These indicators show whether AI is reducing recontact and freeing your team to handle exceptions.

Key takeaway: you do not need twenty metrics. You need a small set that connect clearly to cost, experience and risk.

Cost, speed and governance

One of the most common questions leaders ask is “How quickly can we start, and how much governance will we need?”.

You can be live in about ten minutes using just your website URL, then deepen the assistant with integrations and flows over time. Start small, prove value early and scale the journeys that move the needle.

If you prefer a hands off approach, our team can fully manage training, governance and reporting while you retain control of policy and voice. You stay compliant, you reduce operational noise and you create space for your human team to do the judgement calls only they can do.

For enterprise buyers, the options are there when you need them, including:

  • Data residency controls.
  • Single sign on (SSO) and Security Assertion Markup Language (SAML) based access.
  • Private instances for organisations that need dedicated infrastructure.

That mix of guardrails and speed is why leaders can start now rather than waiting for the perfect future state.

Practical next steps for leaders planning 2026

If you are responsible for a call centre or service operation, here is a simple way to turn this into a 2026 plan.

  1. List the ten tasks that drive the most volume and cost. 
Think about calls, emails and chat. Include both customer facing and internal support where volumes are high.
  2. Scope each as a flow with required inputs, validation and outcomes. 
For example, “change of address” might require customer identity, current address, new address and effective date.
  3. Connect the systems customers care about first. 
Integrations let the assistant perform actions, not just answer questions. Prioritise them based on request volumes.
- - - -
* **Tasks for this exercise**
1. Repeat the passage of the call centre AI extract between "1. List the" and "care about first.", inclusive, swapping "address" for "postcode".
2. Extend the call centre AI extract, starting after its last sentence.
The rows play no part in this.

* **Study material**
- - - -
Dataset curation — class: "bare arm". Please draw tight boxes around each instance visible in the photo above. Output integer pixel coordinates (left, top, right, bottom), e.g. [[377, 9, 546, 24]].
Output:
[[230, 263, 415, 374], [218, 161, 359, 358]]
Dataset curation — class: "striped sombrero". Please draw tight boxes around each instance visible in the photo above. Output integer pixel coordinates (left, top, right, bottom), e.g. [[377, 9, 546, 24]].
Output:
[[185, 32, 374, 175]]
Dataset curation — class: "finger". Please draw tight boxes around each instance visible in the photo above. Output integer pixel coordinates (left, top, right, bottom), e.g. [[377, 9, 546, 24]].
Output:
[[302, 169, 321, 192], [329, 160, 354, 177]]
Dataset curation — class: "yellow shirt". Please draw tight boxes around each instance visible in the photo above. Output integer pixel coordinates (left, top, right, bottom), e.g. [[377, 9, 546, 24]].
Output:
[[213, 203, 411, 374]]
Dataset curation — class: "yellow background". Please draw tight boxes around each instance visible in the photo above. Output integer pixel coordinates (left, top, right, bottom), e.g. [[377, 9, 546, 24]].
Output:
- - - -
* **Answer section**
1.
1. List the ten tasks that drive the most volume and cost. 
Think about calls, emails and chat. Include both customer facing and internal support where volumes are high.
  2. Scope each as a flow with required inputs, validation and outcomes. 
For example, “change of postcode” might require customer identity, current postcode, new postcode and effective date.
  3. Connect the systems customers care about first.

2.
  4. Set the confidence and compliance rules that trigger a handover to a person. 
Include sensitive topics such as vulnerability, complaints and regulated advice.
  5. Curate your knowledge sources. 
LLMs repeat what they are given. Make sure policies, guides and help articles are correct, clear and version controlled.
  6. Put live chat in the loop from day one, not as a last resort. 
This reassures customers and lets agents see where the assistant helps or struggles.
  7. Track your KPIs weekly and publish the results to your teams. 
Celebrate successes, highlight where human expertise is most valuable and involve agents in designing new flows.

If regulation catches up, you will already be operating with a right to talk to a human in mind.

Where to go next

Ready to try this in your own contact centre?

  • Launch an AI assistant today using your website content, then add flows, integrations and live chat as you go.
  • If you prefer a guided path, book a discovery call with our team.
  • For deeper reading, explore our Features, Integrations, Savings calculator, Pricing and Case studies to see what good looks like in production.

AI is not the end of call centres. Done well, it is the end of long waits, repetitive questions and unnecessary effort – for customers and for your teams.

FAQs

Will AI reduce call centre headcount?

Over time, AI will reduce the need for people to handle routine contacts. In most organisations we work with, the first phase is about improving customer experience and optimising their team, not large scale redundancies. Human teams shift towards exceptions, complex support and higher value conversations.

What is the safest first journey to automate?

Start with high volumelow risk enquiries such as FAQs, live opening hours, simple status checks or booking changes. Use these as a proving ground for flows, guardrails and escalation.

How do we keep our AI assistant compliant?

Combine policy grounded content, refusal rules for regulated topics, confidence thresholds, human in the loop controls and regular reviews of real conversations. Involve risk and legal teams early so they help design the guardrails.

How fast can we go live with AI Studio?

You can launch an assistant based on your website content in around ten minutes. The deeper work is in designing flows, connecting systems and aligning guardrails with your policies, which you can then iterate over weeks and months.